◆ PROVIDED INFORMATION:
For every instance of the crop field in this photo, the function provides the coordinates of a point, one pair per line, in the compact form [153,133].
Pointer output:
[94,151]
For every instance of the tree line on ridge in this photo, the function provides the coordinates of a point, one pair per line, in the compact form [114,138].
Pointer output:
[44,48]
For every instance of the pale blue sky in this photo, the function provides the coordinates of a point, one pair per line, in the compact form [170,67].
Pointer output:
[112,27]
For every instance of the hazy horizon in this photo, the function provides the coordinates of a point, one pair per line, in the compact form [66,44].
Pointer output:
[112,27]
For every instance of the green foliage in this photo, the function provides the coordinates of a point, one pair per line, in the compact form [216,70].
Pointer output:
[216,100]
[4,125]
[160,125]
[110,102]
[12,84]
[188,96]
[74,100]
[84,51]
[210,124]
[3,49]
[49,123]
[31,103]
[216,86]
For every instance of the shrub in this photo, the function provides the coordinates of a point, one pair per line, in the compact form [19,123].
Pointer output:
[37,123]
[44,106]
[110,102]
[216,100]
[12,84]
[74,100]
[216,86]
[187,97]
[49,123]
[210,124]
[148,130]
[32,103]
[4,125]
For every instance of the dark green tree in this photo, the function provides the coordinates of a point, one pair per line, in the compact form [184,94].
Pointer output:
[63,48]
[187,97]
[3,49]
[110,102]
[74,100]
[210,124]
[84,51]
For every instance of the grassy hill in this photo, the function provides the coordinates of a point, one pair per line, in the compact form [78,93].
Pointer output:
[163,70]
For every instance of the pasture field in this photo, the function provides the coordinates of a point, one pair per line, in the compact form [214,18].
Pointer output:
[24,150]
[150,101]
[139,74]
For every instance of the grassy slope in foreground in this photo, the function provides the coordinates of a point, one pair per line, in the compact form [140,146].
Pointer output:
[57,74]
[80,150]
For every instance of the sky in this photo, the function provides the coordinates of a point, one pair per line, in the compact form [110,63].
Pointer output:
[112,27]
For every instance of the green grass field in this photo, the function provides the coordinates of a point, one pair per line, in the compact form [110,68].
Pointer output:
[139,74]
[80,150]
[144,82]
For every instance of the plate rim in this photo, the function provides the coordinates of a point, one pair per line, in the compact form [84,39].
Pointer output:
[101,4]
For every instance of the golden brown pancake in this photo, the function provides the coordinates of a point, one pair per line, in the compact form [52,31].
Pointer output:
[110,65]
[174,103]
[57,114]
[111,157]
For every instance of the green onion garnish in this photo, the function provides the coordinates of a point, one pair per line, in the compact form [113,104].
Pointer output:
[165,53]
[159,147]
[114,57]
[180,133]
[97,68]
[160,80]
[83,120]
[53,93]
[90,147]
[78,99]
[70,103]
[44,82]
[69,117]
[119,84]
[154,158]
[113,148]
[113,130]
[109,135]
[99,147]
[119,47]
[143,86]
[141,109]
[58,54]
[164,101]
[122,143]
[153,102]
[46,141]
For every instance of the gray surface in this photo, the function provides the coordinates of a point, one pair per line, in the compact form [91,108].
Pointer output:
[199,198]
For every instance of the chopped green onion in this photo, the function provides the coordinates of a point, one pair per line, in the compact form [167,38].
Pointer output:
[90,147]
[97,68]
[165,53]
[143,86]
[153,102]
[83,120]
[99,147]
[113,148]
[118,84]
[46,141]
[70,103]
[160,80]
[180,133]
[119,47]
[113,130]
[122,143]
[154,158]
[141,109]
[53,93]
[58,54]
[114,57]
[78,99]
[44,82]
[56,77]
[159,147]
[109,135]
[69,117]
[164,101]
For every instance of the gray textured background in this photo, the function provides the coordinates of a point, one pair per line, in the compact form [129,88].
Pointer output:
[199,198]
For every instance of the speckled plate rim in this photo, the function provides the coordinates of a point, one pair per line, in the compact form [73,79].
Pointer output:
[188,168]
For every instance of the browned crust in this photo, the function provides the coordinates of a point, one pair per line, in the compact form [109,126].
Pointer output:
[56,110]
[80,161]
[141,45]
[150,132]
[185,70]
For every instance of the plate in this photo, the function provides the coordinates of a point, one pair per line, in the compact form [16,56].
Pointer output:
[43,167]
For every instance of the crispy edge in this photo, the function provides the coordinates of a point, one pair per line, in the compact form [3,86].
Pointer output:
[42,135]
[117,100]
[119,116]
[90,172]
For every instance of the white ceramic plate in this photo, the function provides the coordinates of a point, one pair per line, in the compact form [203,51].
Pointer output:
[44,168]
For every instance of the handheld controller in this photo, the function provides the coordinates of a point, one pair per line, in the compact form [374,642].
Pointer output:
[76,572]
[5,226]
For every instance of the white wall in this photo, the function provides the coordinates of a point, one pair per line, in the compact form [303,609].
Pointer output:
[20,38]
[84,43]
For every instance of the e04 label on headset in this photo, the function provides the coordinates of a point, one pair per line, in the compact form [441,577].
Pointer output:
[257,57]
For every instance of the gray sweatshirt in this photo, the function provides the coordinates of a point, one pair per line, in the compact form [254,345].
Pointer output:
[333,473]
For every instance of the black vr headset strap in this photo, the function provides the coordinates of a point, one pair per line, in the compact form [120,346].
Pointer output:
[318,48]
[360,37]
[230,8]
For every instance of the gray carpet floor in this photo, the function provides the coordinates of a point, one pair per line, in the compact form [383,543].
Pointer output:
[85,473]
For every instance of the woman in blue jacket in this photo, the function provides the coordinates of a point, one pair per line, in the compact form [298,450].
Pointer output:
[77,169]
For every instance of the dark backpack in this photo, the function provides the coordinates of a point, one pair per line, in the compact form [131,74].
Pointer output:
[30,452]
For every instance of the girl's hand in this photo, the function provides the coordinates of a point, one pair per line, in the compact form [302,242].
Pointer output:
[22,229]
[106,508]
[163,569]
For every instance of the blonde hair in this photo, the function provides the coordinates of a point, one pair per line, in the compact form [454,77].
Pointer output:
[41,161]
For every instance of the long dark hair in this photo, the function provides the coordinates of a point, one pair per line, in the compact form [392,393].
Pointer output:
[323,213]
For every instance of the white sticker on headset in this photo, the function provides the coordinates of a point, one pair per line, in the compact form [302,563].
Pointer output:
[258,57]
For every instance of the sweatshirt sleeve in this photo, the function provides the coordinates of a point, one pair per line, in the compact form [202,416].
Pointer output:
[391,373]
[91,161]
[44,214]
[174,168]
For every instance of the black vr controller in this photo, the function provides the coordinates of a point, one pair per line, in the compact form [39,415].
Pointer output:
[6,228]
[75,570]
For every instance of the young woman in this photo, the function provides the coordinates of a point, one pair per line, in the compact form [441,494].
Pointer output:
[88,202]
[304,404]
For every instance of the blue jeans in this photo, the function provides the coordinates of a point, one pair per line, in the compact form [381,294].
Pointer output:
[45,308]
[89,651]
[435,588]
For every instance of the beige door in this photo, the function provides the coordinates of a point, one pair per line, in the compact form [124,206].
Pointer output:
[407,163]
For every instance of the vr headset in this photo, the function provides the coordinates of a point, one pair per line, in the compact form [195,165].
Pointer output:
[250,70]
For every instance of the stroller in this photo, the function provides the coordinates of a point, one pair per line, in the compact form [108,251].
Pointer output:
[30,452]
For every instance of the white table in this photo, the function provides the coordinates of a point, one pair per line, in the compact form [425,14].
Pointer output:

◆ PROBLEM TO SOLVE: When you copy the data, keep every line word for word.

◆ RESPONSE FOR THIS EXERCISE:
For every instance of the crop field in this photo, the function provides the coordinates of a point, one pair per line, in the compact form [153,133].
Pointer output:
[94,151]
For every instance of the tree line on ridge in this photo, the function provides the coordinates of a point, one pair per line, in the compact form [114,138].
Pointer output:
[44,48]
For every instance of the pale blue sky in this photo, the function provides the coordinates of a point, one pair per line, in the compact form [170,67].
Pointer output:
[112,27]
For every instance of the hazy horizon in this photo, the function provides the coordinates of a point, one pair per line, in the compact form [66,44].
Pointer output:
[112,27]
For every instance of the green foliage in this photo, the function provides the coordinates of a point, one pair per line, in the compact form [216,70].
Pointer output:
[216,100]
[4,125]
[160,125]
[110,102]
[12,84]
[188,96]
[74,100]
[84,51]
[210,124]
[3,49]
[49,123]
[31,103]
[216,86]
For every instance of the shrub in this photo, the function provides the coordinates of a point, one pair per line, in the compact form [19,123].
Pointer output:
[37,123]
[44,106]
[110,102]
[216,100]
[12,84]
[74,100]
[216,86]
[187,97]
[49,123]
[210,124]
[148,130]
[32,103]
[4,125]
For every instance of the dark green tree in this photo, the function provides the coordinates of a point, one pair per line, in the compact form [184,94].
Pointer output:
[63,48]
[187,97]
[3,49]
[110,102]
[74,100]
[210,124]
[84,51]
For every instance of the grassy hill in this photo, the function provides the coordinates of a point, one pair per line, in the compact form [78,93].
Pointer output:
[163,70]
For every instance of the pasture field in this photo, the function provides the coordinates of a point, one pair per line, in the compact form [214,18].
Pointer output:
[24,150]
[150,101]
[139,74]
For every instance of the grassy slope in foreground in this photo, the function provides the coordinates of a point, one pair per line, in the compact form [140,146].
Pointer output:
[57,74]
[80,150]
For every instance of the sky in this photo, the function provides the coordinates of a point, one pair per line, in the compact form [110,63].
Pointer output:
[112,27]
For every instance of the green grass field in this photo, the function provides the coordinates of a point, one pair per line, in the compact form [110,68].
Pointer output:
[139,74]
[80,150]
[144,82]
For every instance of the plate rim in this photo, the function provides the coordinates of a point, one pair per line, in the compact form [84,39].
Pointer output:
[101,4]
For every instance of the golden brown pancake in this photo, the function provides the coordinates of a point, one pair per line, in the compact form [52,31].
Pointer output:
[110,65]
[174,103]
[57,114]
[111,157]
For every instance of the green onion garnish in this photo, the function provides the coordinates of a point, one pair per line, in the compact form [113,104].
Pointer output:
[165,53]
[159,147]
[114,57]
[180,133]
[97,68]
[160,80]
[83,120]
[53,93]
[90,147]
[78,99]
[70,103]
[44,82]
[69,117]
[119,84]
[154,158]
[113,148]
[113,130]
[109,135]
[99,147]
[119,47]
[143,86]
[141,109]
[58,54]
[164,101]
[122,143]
[153,102]
[46,141]
For every instance of the gray surface in this photo, the function provides the coordinates of a point, one pair per line, in the compact form [91,108].
Pointer output:
[199,198]
For every instance of the chopped green onion in this photo, the function provides the coordinates of a point, one pair per line, in the compact form [167,38].
Pointer output:
[90,147]
[97,68]
[165,53]
[143,86]
[153,102]
[83,120]
[99,147]
[113,148]
[118,84]
[46,141]
[70,103]
[160,80]
[180,133]
[119,47]
[113,130]
[122,143]
[154,158]
[141,109]
[53,93]
[58,54]
[114,57]
[78,99]
[44,82]
[56,77]
[159,147]
[109,135]
[69,117]
[164,101]
For every instance of the gray textured background in this photo, the function provides the coordinates of a point, one pair per line, in the compact form [129,88].
Pointer output:
[199,198]
For every instance of the speckled plate rim in this photo, the function provides the coordinates of a point, one pair per line, in the compact form [73,79].
Pointer output:
[188,168]
For every instance of the browned crust in this photo, the function provides the coordinates of a point, one pair per line, in the compact form [109,126].
Pointer output:
[56,110]
[80,161]
[141,45]
[150,132]
[185,70]
For every instance of the plate in this photo, the function provides the coordinates of a point, one pair per line, in the compact form [16,56].
Pointer output:
[43,167]
For every instance of the crispy edge in this photo, the function provides the coordinates of a point, one pair per line, in the compact form [3,86].
Pointer output:
[42,135]
[117,100]
[119,116]
[90,172]
For every instance of the white ceramic plate in this photo, the function provides the coordinates of a point, one pair per line, in the compact form [203,51].
Pointer output:
[44,168]
For every instance of the handheld controller in this photo, the function provides the coordinates of a point, one pair per line, in the compact form [374,642].
Pointer output:
[76,572]
[5,226]
For every instance of the white wall in this photo, the function provides the coordinates of a point, one pair per line, in the compact form [303,609].
Pointer output:
[20,38]
[84,43]
For every instance of the e04 label on headset in this photo, the function provides the coordinates of a point, one pair per line, in the compact form [441,577].
Pointer output:
[257,57]
For every instance of the gray sweatshirt in this photo, the function provides the coordinates of a point, one pair per line, in the compact form [254,345].
Pointer output:
[333,473]
For every instance of the black vr headset strap in this photo, the function provides the coordinates of a point, one pair per line, in the compact form [120,346].
Pointer output:
[318,48]
[360,37]
[230,8]
For every instance of the gray carpet floor in this photo, the function provides the coordinates of a point, one pair per line, in the compact form [383,543].
Pointer output:
[85,473]
For every instance of the woman in blue jacket in this photo, the function provides the coordinates of a point, one pair per line, in the compact form [298,450].
Pointer output:
[77,169]
For every instance of the dark backpack in this photo, the function provides the coordinates of a point, one pair per line, in the compact form [131,74].
Pointer output:
[30,452]
For every instance of the girl's hand in this photo, the function provides the coordinates of a point, one pair per line, in the compact form [302,242].
Pointer output:
[22,229]
[106,508]
[163,569]
For every instance of the blonde hair in this photo, the function provides the coordinates of a point, one pair per line, in the compact form [454,77].
Pointer output:
[41,161]
For every instance of the long dark hair in this photo, the function provides the coordinates of a point, one pair per line, in the compact form [392,393].
Pointer output:
[323,213]
For every instance of the white sticker on headset in this photo, the function provides the coordinates of a point, one pair per line, in the compact form [302,563].
Pointer output:
[258,57]
For every instance of the sweatshirt sleeve in this photo, the function provides the coordinates of a point, one pair per line, in the compact form [202,416].
Pointer output:
[391,373]
[91,161]
[44,214]
[174,168]
For every instance of the black vr controller in this photo, the function provides the coordinates of a point, one pair per line, in the compact form [39,415].
Pointer output:
[6,228]
[75,570]
For every instance of the young woman in this photo, the function provides the coordinates of a point, one pair per line, in the compact form [441,494].
Pointer output:
[88,202]
[304,404]
For every instance of the blue jeans in this photo, the function provides the coordinates of a point, one pair per line, in the compact form [381,294].
Pointer output:
[45,308]
[89,651]
[435,588]
For every instance of the beige door in this photo, the function provides the coordinates of a point, one pair per line, in the compact form [124,206].
Pointer output:
[407,163]
For every instance of the vr headset in this photo, the function provides the coordinates of a point, one pair per line, in the compact form [195,165].
Pointer output:
[250,70]
For every instance of the stroller in this photo, the function provides the coordinates of a point, one pair per line, in the compact form [108,251].
Pointer output:
[30,452]
For every instance of the white table in this photo, the function provides the coordinates of a point, one pair per line, in the compact form [425,14].
Pointer output:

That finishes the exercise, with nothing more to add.